Update the data below by replacing every occurrence of "trace the outline" with "draw the boundary", leaving all other text unchanged.

Annotation data
================================
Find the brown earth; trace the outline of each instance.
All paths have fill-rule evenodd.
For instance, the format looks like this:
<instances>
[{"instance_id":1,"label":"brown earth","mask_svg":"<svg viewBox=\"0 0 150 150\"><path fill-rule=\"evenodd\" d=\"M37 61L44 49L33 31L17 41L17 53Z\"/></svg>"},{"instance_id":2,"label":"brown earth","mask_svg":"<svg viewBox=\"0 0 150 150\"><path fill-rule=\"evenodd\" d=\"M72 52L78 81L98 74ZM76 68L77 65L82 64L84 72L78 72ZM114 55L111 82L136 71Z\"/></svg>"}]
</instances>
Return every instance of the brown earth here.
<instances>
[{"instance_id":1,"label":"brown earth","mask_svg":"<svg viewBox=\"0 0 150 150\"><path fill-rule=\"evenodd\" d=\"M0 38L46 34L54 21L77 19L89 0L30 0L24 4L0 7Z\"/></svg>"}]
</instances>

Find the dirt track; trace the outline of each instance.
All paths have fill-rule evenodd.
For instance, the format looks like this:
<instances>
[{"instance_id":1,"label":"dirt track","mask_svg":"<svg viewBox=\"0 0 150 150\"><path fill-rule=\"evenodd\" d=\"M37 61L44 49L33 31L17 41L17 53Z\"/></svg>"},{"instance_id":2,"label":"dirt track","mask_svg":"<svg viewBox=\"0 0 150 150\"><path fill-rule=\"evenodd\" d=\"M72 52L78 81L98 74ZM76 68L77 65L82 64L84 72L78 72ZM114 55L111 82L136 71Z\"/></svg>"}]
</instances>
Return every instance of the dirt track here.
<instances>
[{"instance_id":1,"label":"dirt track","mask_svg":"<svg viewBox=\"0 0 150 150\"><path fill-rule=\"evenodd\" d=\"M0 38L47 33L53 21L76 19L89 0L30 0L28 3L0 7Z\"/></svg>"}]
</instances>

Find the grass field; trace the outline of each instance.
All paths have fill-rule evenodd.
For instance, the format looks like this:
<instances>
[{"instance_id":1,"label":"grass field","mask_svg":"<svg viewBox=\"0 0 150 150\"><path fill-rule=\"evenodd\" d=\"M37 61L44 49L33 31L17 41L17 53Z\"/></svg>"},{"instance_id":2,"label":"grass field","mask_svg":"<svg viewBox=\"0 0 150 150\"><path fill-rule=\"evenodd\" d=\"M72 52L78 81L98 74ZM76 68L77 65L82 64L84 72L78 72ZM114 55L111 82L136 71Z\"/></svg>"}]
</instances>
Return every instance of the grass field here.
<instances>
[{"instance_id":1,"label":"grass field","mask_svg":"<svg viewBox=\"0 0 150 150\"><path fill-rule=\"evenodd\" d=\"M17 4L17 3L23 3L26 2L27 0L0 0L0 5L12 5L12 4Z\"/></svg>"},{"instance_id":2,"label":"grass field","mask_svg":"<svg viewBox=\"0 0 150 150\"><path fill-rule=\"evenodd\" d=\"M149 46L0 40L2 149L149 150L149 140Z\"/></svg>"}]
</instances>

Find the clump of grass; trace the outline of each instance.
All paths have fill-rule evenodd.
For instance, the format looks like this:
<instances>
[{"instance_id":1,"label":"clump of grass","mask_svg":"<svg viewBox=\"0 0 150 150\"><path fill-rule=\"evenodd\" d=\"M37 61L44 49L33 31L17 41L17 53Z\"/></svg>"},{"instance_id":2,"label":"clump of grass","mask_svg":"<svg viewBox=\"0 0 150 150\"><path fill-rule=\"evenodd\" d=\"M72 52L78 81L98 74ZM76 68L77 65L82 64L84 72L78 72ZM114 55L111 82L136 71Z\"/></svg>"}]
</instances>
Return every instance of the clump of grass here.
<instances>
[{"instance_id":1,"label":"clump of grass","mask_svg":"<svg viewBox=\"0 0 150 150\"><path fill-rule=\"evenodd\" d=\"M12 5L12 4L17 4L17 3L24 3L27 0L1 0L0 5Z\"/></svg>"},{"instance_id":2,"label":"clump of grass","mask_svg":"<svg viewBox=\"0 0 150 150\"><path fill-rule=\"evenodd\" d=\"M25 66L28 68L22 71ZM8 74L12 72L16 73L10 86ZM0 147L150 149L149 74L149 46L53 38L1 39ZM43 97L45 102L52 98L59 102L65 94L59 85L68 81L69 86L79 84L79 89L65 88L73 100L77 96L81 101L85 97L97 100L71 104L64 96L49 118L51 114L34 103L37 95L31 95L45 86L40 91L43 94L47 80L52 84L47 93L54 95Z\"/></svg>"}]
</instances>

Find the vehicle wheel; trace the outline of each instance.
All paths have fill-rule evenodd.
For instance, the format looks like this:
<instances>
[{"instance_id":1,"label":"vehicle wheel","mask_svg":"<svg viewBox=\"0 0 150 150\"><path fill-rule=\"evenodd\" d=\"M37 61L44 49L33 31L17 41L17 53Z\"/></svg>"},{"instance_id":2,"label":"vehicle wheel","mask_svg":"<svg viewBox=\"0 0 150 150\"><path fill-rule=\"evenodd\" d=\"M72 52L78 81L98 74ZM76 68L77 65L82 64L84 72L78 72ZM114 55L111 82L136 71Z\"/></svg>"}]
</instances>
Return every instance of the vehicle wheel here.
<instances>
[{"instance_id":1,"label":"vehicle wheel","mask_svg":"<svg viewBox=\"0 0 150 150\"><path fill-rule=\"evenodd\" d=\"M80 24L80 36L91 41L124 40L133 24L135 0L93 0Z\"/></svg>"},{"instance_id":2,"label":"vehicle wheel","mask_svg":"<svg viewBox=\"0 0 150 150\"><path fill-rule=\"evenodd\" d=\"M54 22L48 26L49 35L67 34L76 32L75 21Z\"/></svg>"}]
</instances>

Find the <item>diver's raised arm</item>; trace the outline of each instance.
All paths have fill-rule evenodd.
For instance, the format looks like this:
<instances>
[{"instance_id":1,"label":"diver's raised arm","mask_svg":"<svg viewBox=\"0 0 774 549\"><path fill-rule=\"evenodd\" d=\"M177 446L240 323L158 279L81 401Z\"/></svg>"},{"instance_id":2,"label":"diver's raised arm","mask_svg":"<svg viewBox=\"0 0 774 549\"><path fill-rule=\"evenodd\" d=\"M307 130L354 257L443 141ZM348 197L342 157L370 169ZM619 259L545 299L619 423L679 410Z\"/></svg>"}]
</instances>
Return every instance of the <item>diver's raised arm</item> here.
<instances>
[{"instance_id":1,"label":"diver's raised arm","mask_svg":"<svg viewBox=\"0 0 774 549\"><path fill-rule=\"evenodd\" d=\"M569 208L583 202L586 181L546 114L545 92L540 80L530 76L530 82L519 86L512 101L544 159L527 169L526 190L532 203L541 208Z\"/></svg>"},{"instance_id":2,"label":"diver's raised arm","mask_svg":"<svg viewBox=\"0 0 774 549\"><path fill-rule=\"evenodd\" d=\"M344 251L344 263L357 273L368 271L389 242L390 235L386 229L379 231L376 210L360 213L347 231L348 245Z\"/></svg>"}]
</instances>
================================
**OUTPUT FOR THIS TASK:**
Find the brown earth; draw the boundary of each instance.
All paths have fill-rule evenodd.
For instance, the format looks like this:
<instances>
[{"instance_id":1,"label":"brown earth","mask_svg":"<svg viewBox=\"0 0 150 150\"><path fill-rule=\"evenodd\" d=\"M37 61L44 49L33 31L17 41L17 53Z\"/></svg>"},{"instance_id":2,"label":"brown earth","mask_svg":"<svg viewBox=\"0 0 150 150\"><path fill-rule=\"evenodd\" d=\"M72 52L78 81L98 74ZM76 68L77 65L82 64L84 72L78 72ZM114 55L111 82L136 71Z\"/></svg>"}]
</instances>
Return every instance of the brown earth here.
<instances>
[{"instance_id":1,"label":"brown earth","mask_svg":"<svg viewBox=\"0 0 150 150\"><path fill-rule=\"evenodd\" d=\"M0 38L46 34L54 21L77 19L89 0L30 0L24 4L0 7Z\"/></svg>"}]
</instances>

Find the dirt track; draw the boundary of each instance.
All paths have fill-rule evenodd.
For instance, the format looks like this:
<instances>
[{"instance_id":1,"label":"dirt track","mask_svg":"<svg viewBox=\"0 0 150 150\"><path fill-rule=\"evenodd\" d=\"M37 61L44 49L33 31L17 41L17 53Z\"/></svg>"},{"instance_id":2,"label":"dirt track","mask_svg":"<svg viewBox=\"0 0 150 150\"><path fill-rule=\"evenodd\" d=\"M72 52L78 81L98 74ZM76 68L77 65L82 64L84 72L78 72ZM114 55L111 82L136 71Z\"/></svg>"}]
</instances>
Return every instance of the dirt track here.
<instances>
[{"instance_id":1,"label":"dirt track","mask_svg":"<svg viewBox=\"0 0 150 150\"><path fill-rule=\"evenodd\" d=\"M0 38L47 33L53 21L76 19L89 0L30 0L28 3L0 7Z\"/></svg>"}]
</instances>

Find the grass field; draw the boundary of each instance.
All paths have fill-rule evenodd.
For instance, the format looks like this:
<instances>
[{"instance_id":1,"label":"grass field","mask_svg":"<svg viewBox=\"0 0 150 150\"><path fill-rule=\"evenodd\" d=\"M37 61L44 49L33 31L17 41L17 53Z\"/></svg>"},{"instance_id":2,"label":"grass field","mask_svg":"<svg viewBox=\"0 0 150 150\"><path fill-rule=\"evenodd\" d=\"M72 52L78 81L98 74ZM76 68L77 65L82 64L84 72L78 72ZM114 55L111 82L136 71Z\"/></svg>"}]
</instances>
Return every instance of the grass field here.
<instances>
[{"instance_id":1,"label":"grass field","mask_svg":"<svg viewBox=\"0 0 150 150\"><path fill-rule=\"evenodd\" d=\"M17 4L17 3L23 3L26 2L27 0L0 0L0 5L12 5L12 4Z\"/></svg>"},{"instance_id":2,"label":"grass field","mask_svg":"<svg viewBox=\"0 0 150 150\"><path fill-rule=\"evenodd\" d=\"M149 46L0 40L2 149L149 150L149 140Z\"/></svg>"}]
</instances>

Find the clump of grass; draw the boundary of each instance.
All paths have fill-rule evenodd.
For instance, the format looks like this:
<instances>
[{"instance_id":1,"label":"clump of grass","mask_svg":"<svg viewBox=\"0 0 150 150\"><path fill-rule=\"evenodd\" d=\"M37 61L44 49L33 31L17 41L17 53Z\"/></svg>"},{"instance_id":2,"label":"clump of grass","mask_svg":"<svg viewBox=\"0 0 150 150\"><path fill-rule=\"evenodd\" d=\"M72 52L78 81L98 74ZM76 68L77 65L82 64L84 72L78 72ZM114 55L111 82L136 71Z\"/></svg>"}]
</instances>
Return every instance of the clump of grass here.
<instances>
[{"instance_id":1,"label":"clump of grass","mask_svg":"<svg viewBox=\"0 0 150 150\"><path fill-rule=\"evenodd\" d=\"M12 5L12 4L17 4L17 3L24 3L27 0L1 0L0 5Z\"/></svg>"},{"instance_id":2,"label":"clump of grass","mask_svg":"<svg viewBox=\"0 0 150 150\"><path fill-rule=\"evenodd\" d=\"M25 66L28 68L22 71ZM8 74L12 72L16 73L10 86ZM0 147L150 149L149 74L149 46L53 38L1 39ZM43 97L45 102L52 98L59 102L65 94L59 85L68 81L69 86L79 84L79 89L65 88L73 100L77 96L81 101L85 97L97 100L71 104L64 96L49 118L51 114L34 103L37 95L31 95L45 86L40 91L43 94L47 80L52 84L47 93L54 95Z\"/></svg>"}]
</instances>

Find the vehicle wheel; draw the boundary of each instance.
All paths have fill-rule evenodd.
For instance, the format looks like this:
<instances>
[{"instance_id":1,"label":"vehicle wheel","mask_svg":"<svg viewBox=\"0 0 150 150\"><path fill-rule=\"evenodd\" d=\"M37 61L44 49L33 31L17 41L17 53Z\"/></svg>"},{"instance_id":2,"label":"vehicle wheel","mask_svg":"<svg viewBox=\"0 0 150 150\"><path fill-rule=\"evenodd\" d=\"M72 52L78 81L98 74ZM76 68L77 65L82 64L84 72L78 72ZM114 55L111 82L136 71Z\"/></svg>"}]
</instances>
Return every instance of the vehicle wheel here.
<instances>
[{"instance_id":1,"label":"vehicle wheel","mask_svg":"<svg viewBox=\"0 0 150 150\"><path fill-rule=\"evenodd\" d=\"M80 24L80 36L91 41L124 40L133 24L135 0L93 0Z\"/></svg>"},{"instance_id":2,"label":"vehicle wheel","mask_svg":"<svg viewBox=\"0 0 150 150\"><path fill-rule=\"evenodd\" d=\"M54 22L48 26L49 35L67 34L76 32L75 21Z\"/></svg>"}]
</instances>

Find the <item>diver's raised arm</item>; draw the boundary of each instance.
All paths have fill-rule evenodd.
For instance, the format looks like this:
<instances>
[{"instance_id":1,"label":"diver's raised arm","mask_svg":"<svg viewBox=\"0 0 774 549\"><path fill-rule=\"evenodd\" d=\"M177 446L240 323L158 279L81 401Z\"/></svg>"},{"instance_id":2,"label":"diver's raised arm","mask_svg":"<svg viewBox=\"0 0 774 549\"><path fill-rule=\"evenodd\" d=\"M307 130L354 257L443 141ZM348 197L342 157L370 169ZM619 259L545 299L619 423L679 410Z\"/></svg>"}]
</instances>
Return every instance of the <item>diver's raised arm</item> here.
<instances>
[{"instance_id":1,"label":"diver's raised arm","mask_svg":"<svg viewBox=\"0 0 774 549\"><path fill-rule=\"evenodd\" d=\"M569 208L583 202L586 181L546 114L545 92L540 80L530 76L530 82L519 86L512 101L544 159L527 169L526 190L532 203L541 208Z\"/></svg>"},{"instance_id":2,"label":"diver's raised arm","mask_svg":"<svg viewBox=\"0 0 774 549\"><path fill-rule=\"evenodd\" d=\"M344 251L344 263L357 273L368 271L389 242L390 235L386 229L379 231L376 210L360 213L347 231L348 245Z\"/></svg>"}]
</instances>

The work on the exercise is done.